▸ **Required work**
Set out every line of the entries below as a numbered list, skipping any blank lines.

▸ **Information provided**
● ● ● ●

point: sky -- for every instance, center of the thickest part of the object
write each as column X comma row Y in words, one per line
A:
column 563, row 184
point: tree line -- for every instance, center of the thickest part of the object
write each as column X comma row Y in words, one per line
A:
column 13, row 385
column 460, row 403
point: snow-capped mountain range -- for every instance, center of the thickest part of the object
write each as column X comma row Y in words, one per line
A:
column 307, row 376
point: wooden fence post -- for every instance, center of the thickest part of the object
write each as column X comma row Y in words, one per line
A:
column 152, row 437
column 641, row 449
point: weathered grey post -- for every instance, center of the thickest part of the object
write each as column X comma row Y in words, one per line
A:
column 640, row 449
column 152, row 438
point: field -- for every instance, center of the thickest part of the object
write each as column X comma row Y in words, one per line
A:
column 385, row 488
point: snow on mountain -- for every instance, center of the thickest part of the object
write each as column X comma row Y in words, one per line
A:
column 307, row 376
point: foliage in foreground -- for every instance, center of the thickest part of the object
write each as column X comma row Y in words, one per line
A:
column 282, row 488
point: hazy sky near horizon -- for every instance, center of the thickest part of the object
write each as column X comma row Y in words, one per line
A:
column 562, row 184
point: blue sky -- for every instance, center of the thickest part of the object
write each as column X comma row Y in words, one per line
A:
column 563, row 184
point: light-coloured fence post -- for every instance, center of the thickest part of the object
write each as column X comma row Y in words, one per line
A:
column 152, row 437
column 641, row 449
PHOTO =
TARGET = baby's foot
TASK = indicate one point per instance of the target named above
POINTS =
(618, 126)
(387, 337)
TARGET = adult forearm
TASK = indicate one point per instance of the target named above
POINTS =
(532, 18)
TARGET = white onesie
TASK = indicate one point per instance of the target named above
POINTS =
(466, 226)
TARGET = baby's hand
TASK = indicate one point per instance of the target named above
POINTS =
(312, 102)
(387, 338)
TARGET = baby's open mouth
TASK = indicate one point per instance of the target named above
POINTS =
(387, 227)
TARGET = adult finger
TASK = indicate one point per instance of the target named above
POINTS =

● ● ● ●

▸ **Worked answer**
1. point: sky -- for every instance, center of the thickest part of the object
2. write each as column X comma row Y in words, one per line
3. A:
4. column 563, row 184
5. point: tree line -- for every instance, center of the thickest part of the object
6. write each as column X comma row Y in words, one per line
7. A:
8. column 13, row 385
9. column 460, row 403
10. point: snow-capped mountain range -- for every instance, center of the thickest part of the object
11. write each as column X comma row Y in words, one per line
12. A:
13. column 307, row 376
14. point: wooden fence post -- for every instance, center of the thickest part of the object
15. write each as column X comma row Y in words, one per line
16. A:
17. column 152, row 437
18. column 641, row 449
19. point: weathered grey post -- for every instance, center of the thickest part of the object
20. write each as column X comma row Y in words, one per line
21. A:
22. column 640, row 449
23. column 152, row 438
24. point: field -- for every instance, center of the thickest part of the object
25. write each as column X comma row Y in words, one per line
26. A:
27. column 385, row 488
28. point: snow on mountain -- for every instance, center of the thickest part of the object
29. write each as column X comma row Y in words, one per line
30. A:
31. column 307, row 376
32. point: foliage in foreground -- for every instance, center of the thickest part of the object
33. write each as column X comma row Y in words, one per line
34. A:
35. column 282, row 488
36. point: hazy sky near horizon -- for every instance, center of the thickest part of the object
37. write each as column X comma row Y in words, one per line
38. A:
39. column 562, row 184
40. point: blue sky -- for every instance, center of the thickest part of the object
41. write each as column X comma row Y in words, one per line
42. A:
43. column 563, row 184
44. point: light-coloured fence post -- for every instance, center of the thickest part of the object
45. write each as column X comma row Y in words, one per line
46. A:
47. column 152, row 437
48. column 641, row 449
49. PHOTO =
50. TARGET = baby's foot
51. TASK = indicate one point per instance of the target named above
52. POINTS =
53. (618, 126)
54. (387, 337)
55. TARGET = adult forearm
56. TASK = indicate one point per instance of the target named above
57. POINTS =
58. (532, 18)
59. TARGET = white onesie
60. TASK = indicate one point per instance of the target named above
61. POINTS =
62. (466, 226)
63. TARGET = baby's hand
64. TASK = indicate one point per instance of the target named above
65. POINTS =
66. (312, 102)
67. (387, 338)
68. TARGET = baby's open mouth
69. TASK = indicate one point per instance of the target named above
70. POINTS =
71. (387, 227)
72. TARGET = adult finger
73. TASK = indicate one point per instance of the target named above
74. POINTS =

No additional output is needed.